▶ [Задание] Прочитайте, пожалуйста, текст о Ведекинде ниже и ответьте: над чем, как видно по его произведениям, он упорно размышлял в течение ряда лет?

▶ [Текст для чтения]
********
Текст книги "Проблемы культуры. Культура старого мира"
Автор книги: Лев Троцкий
Жанр:
Публицистика
сообщить о нарушении
Текущая страница: 32 (всего у книги 40 страниц)
"Das Weibes Leib ist ein Gedicht,
Dass Gott der Herr geschrieben
Ins grosse Stammbuch der Natur,
Als ihn der Geist getrieben"{177}.
H. Heine.
У Ведекинда – циника и скептика – есть свой культ. Разумеется, не социальный, не этический, а эстетический. Он боготворит красивое человеческое тело, вернее, женское тело, благородную посадку головы, плавность и законченность движений. Преклонение пред совершенством тела проходит неизменно чрез все, что когда-либо писал Ведекинд, – неизменно и почти однообразно. В этой области для него нет ничего неясного. Он продумал свои мысли до последних деталей. По его произведениям можно проследить, с каким упорством он в течение ряда лет размышлял над механикой походки.
На своем эстетическом культе Ведекинд строит систему воспитания. Впрочем, это слишком сильно сказано: система воспитания. Mine-Haha есть нечто среднее между «воспитанием молодых девушек» и тренировкой мускулатуры.
********
▶ [Список записей]

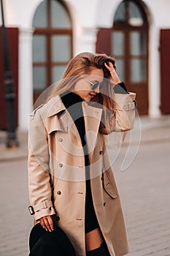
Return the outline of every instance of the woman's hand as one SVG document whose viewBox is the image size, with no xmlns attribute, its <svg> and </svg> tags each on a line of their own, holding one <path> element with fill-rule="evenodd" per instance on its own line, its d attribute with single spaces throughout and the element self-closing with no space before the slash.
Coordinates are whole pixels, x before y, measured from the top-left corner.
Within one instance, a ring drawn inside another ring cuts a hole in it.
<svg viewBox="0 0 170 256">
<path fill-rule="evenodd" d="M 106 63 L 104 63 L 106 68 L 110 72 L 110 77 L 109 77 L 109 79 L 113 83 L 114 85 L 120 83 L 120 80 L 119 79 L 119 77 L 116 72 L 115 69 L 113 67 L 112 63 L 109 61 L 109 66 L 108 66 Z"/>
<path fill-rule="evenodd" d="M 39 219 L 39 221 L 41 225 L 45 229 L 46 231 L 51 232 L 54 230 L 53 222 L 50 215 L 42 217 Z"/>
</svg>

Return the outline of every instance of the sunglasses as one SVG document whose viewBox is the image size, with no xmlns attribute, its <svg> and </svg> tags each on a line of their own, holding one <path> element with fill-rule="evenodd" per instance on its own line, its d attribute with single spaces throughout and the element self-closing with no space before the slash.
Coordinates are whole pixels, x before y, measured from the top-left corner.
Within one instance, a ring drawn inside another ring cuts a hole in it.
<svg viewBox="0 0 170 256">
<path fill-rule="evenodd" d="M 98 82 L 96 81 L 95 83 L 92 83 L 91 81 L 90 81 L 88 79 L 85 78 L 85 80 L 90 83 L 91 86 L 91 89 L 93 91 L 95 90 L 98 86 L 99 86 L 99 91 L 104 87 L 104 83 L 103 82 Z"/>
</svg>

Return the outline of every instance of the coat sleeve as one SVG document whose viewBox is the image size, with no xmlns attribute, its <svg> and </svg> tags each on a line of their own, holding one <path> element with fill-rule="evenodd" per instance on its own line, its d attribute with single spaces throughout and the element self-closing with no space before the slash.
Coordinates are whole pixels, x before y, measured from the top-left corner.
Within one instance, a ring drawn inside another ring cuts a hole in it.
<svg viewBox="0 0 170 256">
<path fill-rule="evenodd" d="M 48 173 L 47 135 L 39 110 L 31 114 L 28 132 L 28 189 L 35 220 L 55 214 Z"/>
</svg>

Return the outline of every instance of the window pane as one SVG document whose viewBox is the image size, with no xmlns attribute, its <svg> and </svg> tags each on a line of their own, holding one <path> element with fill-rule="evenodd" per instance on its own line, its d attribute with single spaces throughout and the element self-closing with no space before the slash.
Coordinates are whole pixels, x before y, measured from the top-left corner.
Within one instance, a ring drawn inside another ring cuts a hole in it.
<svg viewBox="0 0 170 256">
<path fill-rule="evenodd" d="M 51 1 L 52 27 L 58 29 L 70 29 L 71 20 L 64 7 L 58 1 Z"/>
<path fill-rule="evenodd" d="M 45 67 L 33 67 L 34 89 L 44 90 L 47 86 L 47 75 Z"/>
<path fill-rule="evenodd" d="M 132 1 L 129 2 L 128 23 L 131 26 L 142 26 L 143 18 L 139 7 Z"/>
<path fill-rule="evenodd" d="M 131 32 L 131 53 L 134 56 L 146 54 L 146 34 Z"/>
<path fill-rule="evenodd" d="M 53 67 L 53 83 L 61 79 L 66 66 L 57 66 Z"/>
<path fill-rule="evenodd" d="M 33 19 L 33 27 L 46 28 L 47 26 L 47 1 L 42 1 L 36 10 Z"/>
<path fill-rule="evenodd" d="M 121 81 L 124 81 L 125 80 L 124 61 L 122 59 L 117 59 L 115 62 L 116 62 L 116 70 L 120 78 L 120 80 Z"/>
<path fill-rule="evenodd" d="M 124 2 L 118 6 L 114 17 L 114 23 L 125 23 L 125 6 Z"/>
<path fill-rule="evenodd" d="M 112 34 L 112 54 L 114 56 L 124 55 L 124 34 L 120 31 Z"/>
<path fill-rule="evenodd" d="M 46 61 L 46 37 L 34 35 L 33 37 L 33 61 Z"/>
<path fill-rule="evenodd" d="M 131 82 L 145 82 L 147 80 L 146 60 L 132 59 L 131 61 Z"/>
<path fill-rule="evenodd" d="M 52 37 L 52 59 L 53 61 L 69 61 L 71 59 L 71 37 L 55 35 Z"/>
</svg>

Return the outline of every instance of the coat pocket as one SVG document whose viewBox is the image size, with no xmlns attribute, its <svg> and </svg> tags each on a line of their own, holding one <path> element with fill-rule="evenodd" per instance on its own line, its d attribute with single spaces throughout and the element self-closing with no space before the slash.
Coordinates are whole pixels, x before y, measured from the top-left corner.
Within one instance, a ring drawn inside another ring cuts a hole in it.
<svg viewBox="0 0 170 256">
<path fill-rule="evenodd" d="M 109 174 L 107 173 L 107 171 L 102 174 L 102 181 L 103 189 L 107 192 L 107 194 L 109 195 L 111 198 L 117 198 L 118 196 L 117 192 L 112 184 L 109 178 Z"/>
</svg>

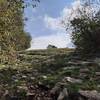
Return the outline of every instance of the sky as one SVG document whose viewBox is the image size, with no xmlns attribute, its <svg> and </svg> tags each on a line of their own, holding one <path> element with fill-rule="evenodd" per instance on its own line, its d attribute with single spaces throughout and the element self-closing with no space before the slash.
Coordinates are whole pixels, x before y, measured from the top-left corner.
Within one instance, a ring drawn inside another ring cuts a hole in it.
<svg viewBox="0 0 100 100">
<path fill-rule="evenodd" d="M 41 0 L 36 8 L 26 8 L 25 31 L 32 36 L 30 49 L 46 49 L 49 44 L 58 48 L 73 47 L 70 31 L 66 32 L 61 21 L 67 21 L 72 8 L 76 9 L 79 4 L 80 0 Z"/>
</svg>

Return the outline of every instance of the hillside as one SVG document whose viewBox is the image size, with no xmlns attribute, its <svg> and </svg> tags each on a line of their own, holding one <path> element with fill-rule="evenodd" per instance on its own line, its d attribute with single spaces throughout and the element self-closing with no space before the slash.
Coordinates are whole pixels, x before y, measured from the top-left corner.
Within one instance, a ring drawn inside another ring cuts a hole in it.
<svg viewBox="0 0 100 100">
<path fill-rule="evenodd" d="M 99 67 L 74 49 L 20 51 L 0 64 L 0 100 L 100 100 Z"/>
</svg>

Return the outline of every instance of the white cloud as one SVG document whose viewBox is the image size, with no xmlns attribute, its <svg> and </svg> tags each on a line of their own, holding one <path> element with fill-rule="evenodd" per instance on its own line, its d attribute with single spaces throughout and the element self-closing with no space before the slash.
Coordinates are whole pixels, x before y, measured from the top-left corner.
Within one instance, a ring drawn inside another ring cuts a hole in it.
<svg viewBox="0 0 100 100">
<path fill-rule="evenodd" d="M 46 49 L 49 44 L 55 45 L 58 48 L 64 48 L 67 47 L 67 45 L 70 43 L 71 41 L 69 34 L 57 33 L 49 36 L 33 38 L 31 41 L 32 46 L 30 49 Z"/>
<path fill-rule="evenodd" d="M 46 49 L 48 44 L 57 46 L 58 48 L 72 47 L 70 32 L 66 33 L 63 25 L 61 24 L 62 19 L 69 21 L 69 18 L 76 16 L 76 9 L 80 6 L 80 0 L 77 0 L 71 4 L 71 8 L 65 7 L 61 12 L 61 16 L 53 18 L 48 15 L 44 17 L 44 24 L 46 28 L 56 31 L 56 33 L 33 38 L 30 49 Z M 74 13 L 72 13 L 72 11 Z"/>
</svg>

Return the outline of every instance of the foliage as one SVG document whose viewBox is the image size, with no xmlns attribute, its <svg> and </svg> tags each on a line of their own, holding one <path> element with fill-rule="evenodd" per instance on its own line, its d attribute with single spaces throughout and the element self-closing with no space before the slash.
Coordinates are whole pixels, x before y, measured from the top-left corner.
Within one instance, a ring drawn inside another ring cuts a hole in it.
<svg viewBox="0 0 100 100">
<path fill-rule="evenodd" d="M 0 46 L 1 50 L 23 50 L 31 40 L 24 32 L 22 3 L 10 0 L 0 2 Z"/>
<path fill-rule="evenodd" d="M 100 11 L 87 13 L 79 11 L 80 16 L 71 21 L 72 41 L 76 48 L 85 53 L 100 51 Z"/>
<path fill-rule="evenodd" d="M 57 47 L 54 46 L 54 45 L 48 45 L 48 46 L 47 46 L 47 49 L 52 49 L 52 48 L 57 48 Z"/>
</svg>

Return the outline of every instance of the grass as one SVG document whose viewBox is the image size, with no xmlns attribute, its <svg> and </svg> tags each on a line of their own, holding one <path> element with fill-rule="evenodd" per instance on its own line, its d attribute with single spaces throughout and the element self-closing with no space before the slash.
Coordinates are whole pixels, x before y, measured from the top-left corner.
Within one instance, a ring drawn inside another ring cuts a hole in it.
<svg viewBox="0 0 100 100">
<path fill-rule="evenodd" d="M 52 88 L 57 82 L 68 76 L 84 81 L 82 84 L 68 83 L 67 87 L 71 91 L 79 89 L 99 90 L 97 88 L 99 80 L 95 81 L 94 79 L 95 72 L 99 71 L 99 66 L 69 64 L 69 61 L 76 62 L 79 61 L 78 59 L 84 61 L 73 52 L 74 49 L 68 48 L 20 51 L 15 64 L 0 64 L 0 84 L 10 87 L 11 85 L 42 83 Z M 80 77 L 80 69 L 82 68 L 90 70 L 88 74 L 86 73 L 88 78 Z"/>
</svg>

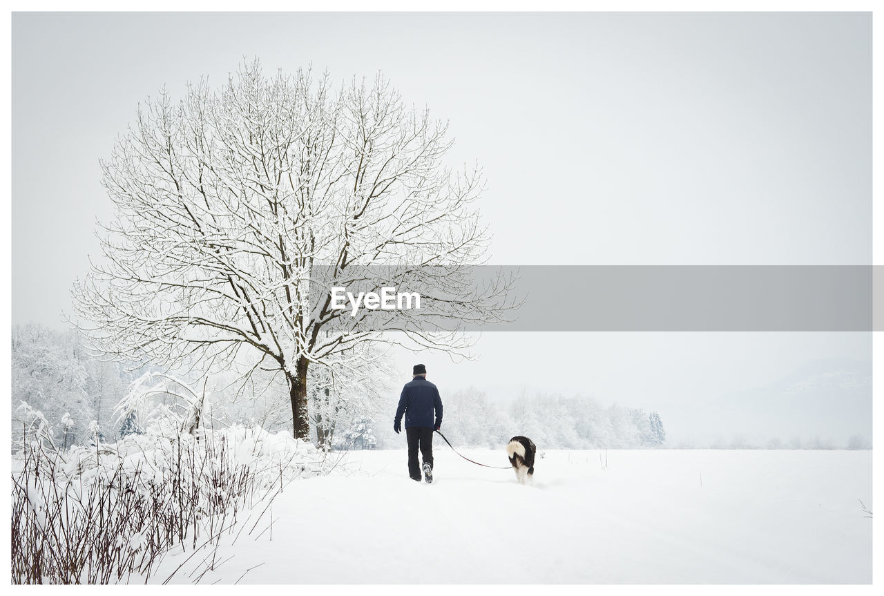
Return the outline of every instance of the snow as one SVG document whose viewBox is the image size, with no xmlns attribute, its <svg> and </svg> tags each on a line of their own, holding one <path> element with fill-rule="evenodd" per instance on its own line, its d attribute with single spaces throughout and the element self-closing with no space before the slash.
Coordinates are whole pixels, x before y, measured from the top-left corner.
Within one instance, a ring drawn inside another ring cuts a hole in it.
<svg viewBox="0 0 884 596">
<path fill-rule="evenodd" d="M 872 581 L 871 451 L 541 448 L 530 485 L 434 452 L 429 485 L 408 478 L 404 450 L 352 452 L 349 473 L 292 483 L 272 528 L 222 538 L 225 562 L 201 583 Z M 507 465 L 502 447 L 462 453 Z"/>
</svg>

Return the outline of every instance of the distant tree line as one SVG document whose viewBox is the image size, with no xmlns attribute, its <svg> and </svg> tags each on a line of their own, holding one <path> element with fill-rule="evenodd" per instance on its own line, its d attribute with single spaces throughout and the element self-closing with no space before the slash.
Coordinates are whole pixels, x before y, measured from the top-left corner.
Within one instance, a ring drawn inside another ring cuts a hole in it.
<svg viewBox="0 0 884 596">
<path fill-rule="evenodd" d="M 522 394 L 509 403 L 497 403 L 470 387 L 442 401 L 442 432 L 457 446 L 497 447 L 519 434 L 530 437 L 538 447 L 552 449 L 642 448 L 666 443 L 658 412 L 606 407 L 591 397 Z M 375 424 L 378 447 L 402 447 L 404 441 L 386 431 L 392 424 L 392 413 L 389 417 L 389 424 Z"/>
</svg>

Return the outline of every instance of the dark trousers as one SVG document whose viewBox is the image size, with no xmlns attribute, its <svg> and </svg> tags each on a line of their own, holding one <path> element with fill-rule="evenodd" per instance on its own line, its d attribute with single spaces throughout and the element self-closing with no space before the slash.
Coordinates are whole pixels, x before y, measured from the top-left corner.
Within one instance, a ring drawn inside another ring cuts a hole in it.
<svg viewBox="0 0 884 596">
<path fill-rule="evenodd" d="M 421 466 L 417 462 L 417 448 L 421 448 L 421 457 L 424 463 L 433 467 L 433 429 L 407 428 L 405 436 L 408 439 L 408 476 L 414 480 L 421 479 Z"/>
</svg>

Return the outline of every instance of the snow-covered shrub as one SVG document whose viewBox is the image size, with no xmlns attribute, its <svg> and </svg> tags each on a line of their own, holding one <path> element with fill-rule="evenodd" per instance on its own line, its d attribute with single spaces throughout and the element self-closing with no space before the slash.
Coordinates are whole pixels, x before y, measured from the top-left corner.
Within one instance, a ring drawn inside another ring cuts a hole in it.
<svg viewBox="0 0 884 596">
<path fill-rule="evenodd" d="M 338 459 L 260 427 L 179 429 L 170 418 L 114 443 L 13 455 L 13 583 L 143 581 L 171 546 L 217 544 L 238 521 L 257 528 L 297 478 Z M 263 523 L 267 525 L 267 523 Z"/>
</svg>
********
▶ [Ответ на задание] Над механикой походки.